* _Your task_: Render everything in the listing from the line containing "navy baseball cap. Write your answer below." down to the line containing "[849,761,884,911]" as a numbered list, leaving out any blank lines.

* _Input rows_:
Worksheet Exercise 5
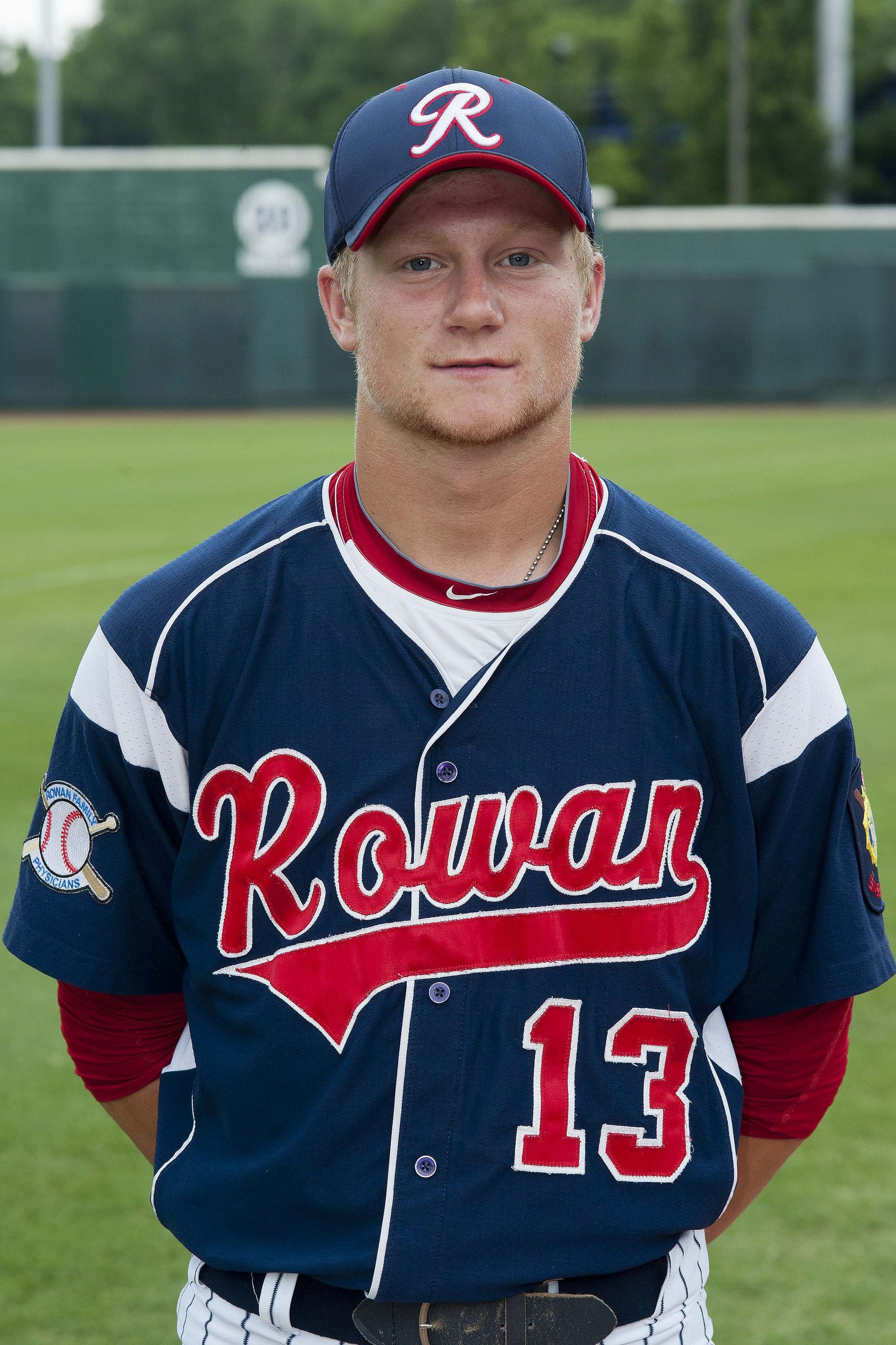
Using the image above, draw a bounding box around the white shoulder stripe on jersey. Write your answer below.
[71,628,190,812]
[161,1024,196,1075]
[703,1009,740,1079]
[599,527,768,705]
[741,640,846,784]
[145,518,327,694]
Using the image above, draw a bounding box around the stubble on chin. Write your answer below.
[355,330,584,448]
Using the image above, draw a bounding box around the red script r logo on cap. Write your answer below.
[408,81,505,159]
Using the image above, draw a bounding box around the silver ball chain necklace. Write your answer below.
[523,501,567,584]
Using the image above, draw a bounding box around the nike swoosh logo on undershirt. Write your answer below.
[445,584,498,602]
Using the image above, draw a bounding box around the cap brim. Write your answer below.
[346,152,588,252]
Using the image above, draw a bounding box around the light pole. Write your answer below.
[35,0,62,149]
[817,0,853,202]
[728,0,750,206]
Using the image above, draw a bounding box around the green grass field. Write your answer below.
[0,409,896,1345]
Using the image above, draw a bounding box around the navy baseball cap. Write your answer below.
[324,69,594,261]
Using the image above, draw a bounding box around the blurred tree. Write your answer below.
[0,43,36,145]
[592,0,825,205]
[852,0,896,203]
[0,0,896,205]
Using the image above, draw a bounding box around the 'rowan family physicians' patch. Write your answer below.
[22,779,119,905]
[849,761,884,911]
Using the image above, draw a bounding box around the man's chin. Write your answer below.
[381,395,557,448]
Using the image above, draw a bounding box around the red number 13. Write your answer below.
[514,999,697,1182]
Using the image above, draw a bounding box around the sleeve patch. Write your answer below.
[849,761,884,912]
[22,780,120,905]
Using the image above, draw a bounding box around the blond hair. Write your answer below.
[332,229,603,309]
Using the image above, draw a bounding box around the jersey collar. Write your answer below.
[329,453,604,612]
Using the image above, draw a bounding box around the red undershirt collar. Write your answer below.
[329,453,604,612]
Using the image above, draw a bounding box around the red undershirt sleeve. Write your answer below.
[58,980,187,1101]
[728,998,853,1139]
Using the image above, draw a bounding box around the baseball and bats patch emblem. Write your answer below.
[22,779,120,905]
[849,761,884,913]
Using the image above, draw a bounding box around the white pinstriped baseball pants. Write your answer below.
[178,1232,713,1345]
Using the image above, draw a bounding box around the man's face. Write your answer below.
[321,170,601,445]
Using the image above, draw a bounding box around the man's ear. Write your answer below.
[579,254,605,342]
[317,266,358,354]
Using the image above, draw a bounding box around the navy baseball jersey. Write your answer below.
[5,457,895,1301]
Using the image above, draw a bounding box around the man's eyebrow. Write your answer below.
[384,215,560,247]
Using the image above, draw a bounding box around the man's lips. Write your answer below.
[431,359,515,374]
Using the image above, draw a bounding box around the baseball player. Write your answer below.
[5,70,895,1345]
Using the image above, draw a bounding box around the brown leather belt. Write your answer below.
[199,1256,668,1345]
[352,1293,616,1345]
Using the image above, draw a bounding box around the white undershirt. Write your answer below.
[342,542,553,696]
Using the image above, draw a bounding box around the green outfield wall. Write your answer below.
[0,147,896,409]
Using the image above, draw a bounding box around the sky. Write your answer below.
[0,0,101,51]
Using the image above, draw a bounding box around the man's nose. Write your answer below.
[443,261,505,331]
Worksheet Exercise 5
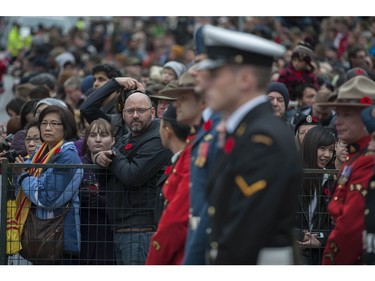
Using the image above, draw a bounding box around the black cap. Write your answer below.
[266,81,289,110]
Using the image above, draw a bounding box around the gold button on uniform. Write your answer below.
[207,206,216,217]
[210,241,219,250]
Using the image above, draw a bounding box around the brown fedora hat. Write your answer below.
[160,71,196,99]
[149,80,178,101]
[317,75,375,107]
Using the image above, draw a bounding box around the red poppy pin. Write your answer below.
[224,137,234,154]
[360,96,372,105]
[203,119,212,131]
[124,143,133,150]
[164,165,172,175]
[323,188,331,196]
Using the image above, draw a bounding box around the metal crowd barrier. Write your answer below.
[0,161,338,265]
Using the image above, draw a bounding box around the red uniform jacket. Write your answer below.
[322,136,374,264]
[146,139,195,265]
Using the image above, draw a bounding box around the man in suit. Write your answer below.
[197,25,302,264]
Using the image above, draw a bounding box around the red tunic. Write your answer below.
[322,136,374,264]
[146,137,195,265]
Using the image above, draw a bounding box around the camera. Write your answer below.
[0,134,13,152]
[4,149,18,163]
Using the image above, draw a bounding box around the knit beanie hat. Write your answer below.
[267,82,289,110]
[34,98,68,115]
[163,61,186,79]
[292,41,315,71]
[345,67,368,81]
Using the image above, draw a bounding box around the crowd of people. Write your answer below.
[0,17,375,265]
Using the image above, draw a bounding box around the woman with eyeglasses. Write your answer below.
[295,125,336,264]
[16,105,83,264]
[24,119,42,159]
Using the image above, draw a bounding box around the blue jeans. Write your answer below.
[114,232,154,265]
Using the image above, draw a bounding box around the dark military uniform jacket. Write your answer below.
[363,172,375,265]
[322,136,374,264]
[207,97,302,264]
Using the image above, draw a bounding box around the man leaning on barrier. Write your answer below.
[94,92,171,265]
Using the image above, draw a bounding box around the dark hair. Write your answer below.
[163,119,190,141]
[25,118,44,142]
[29,72,57,91]
[5,98,25,115]
[6,116,22,135]
[301,125,336,169]
[295,83,316,99]
[348,45,366,59]
[25,118,40,133]
[92,63,122,79]
[82,118,115,155]
[38,105,77,141]
[300,125,336,202]
[29,86,50,100]
[20,99,39,128]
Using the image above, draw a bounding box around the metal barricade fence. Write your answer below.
[0,161,338,265]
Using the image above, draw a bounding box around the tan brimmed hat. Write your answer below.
[316,75,375,107]
[160,71,196,99]
[150,80,178,101]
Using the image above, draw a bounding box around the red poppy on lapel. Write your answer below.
[360,96,372,104]
[224,137,234,154]
[323,188,331,196]
[203,119,212,131]
[124,143,133,150]
[164,165,172,175]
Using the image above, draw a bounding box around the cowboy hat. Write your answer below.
[316,75,375,107]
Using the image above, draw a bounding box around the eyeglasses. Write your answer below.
[25,137,40,143]
[338,140,348,148]
[40,121,63,129]
[123,106,152,115]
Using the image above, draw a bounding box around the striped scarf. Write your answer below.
[6,139,64,254]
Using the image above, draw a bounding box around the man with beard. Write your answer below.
[94,92,172,265]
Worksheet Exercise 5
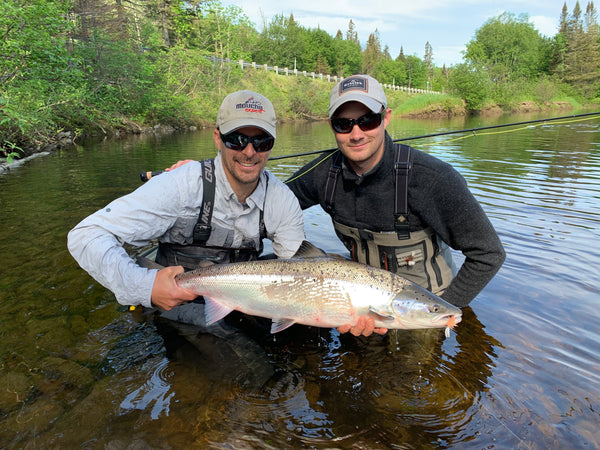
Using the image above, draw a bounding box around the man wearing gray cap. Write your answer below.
[68,91,304,312]
[287,75,505,335]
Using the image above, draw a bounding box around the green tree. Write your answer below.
[362,30,383,74]
[465,13,551,82]
[372,59,407,86]
[303,28,336,74]
[0,0,84,148]
[332,36,362,77]
[346,19,360,46]
[254,14,308,68]
[449,63,491,111]
[404,55,427,89]
[554,2,600,98]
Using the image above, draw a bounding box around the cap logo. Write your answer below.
[235,97,265,114]
[340,77,369,95]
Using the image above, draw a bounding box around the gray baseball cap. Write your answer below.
[329,75,387,119]
[216,91,277,137]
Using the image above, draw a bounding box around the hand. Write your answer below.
[337,316,388,336]
[152,266,197,311]
[165,159,193,172]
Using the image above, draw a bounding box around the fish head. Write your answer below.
[389,283,462,329]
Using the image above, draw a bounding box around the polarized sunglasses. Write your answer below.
[330,111,385,134]
[219,131,275,152]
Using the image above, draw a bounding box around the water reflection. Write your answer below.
[0,112,600,449]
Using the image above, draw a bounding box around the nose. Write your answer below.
[350,124,365,141]
[242,142,256,158]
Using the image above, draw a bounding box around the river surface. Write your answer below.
[0,111,600,449]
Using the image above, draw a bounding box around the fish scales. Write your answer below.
[177,253,461,331]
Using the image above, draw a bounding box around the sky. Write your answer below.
[227,0,568,69]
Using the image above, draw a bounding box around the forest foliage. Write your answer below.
[0,0,600,156]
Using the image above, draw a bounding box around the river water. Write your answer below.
[0,111,600,449]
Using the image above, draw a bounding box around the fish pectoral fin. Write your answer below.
[204,297,233,325]
[369,306,396,320]
[271,319,296,333]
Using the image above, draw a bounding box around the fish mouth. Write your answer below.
[434,314,462,326]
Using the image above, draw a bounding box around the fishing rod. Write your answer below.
[269,111,600,161]
[140,111,600,182]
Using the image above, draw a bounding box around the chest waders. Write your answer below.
[156,159,269,270]
[325,144,454,295]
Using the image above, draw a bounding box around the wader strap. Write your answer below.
[325,150,342,214]
[394,144,412,239]
[194,159,215,244]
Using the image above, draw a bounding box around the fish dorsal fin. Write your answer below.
[369,306,396,320]
[271,319,296,333]
[204,297,233,325]
[294,241,328,258]
[135,255,164,270]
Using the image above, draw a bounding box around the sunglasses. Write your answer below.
[219,132,275,152]
[330,111,385,134]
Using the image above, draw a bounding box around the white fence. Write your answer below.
[207,56,441,94]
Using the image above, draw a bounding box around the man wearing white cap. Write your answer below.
[68,91,304,312]
[287,75,505,335]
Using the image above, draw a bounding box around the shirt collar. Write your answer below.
[215,152,267,210]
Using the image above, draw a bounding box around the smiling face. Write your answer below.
[333,102,392,175]
[213,123,271,203]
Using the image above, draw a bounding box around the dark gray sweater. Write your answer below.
[287,133,505,306]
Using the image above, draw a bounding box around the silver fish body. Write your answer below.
[176,253,461,333]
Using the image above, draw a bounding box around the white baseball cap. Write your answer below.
[216,91,277,137]
[329,75,387,119]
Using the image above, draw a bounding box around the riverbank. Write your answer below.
[0,72,580,173]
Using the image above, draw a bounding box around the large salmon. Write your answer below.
[176,241,462,335]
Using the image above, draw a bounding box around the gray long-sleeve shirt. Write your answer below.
[287,133,505,306]
[68,154,304,307]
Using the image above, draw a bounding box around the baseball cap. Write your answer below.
[216,91,277,137]
[329,75,387,119]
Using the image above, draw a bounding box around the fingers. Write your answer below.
[152,266,197,311]
[337,316,388,336]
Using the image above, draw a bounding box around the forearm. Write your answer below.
[442,244,505,307]
[68,224,157,307]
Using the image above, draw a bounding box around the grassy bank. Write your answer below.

* _Problem solution_:
1. Using the image above, draw a bounding box around the navy baseball cap. Write your answer below.
2. [324,69,594,261]
3. Using the image above, draw a bounding box around the blurred tree. Write your answer below.
4. [0,43,36,145]
5. [592,0,825,205]
6. [852,0,896,203]
7. [0,0,896,205]
8. Using the image above, draw a bounding box around the 'rowan family physicians' patch. Write your answer below.
9. [22,779,119,905]
10. [849,761,884,911]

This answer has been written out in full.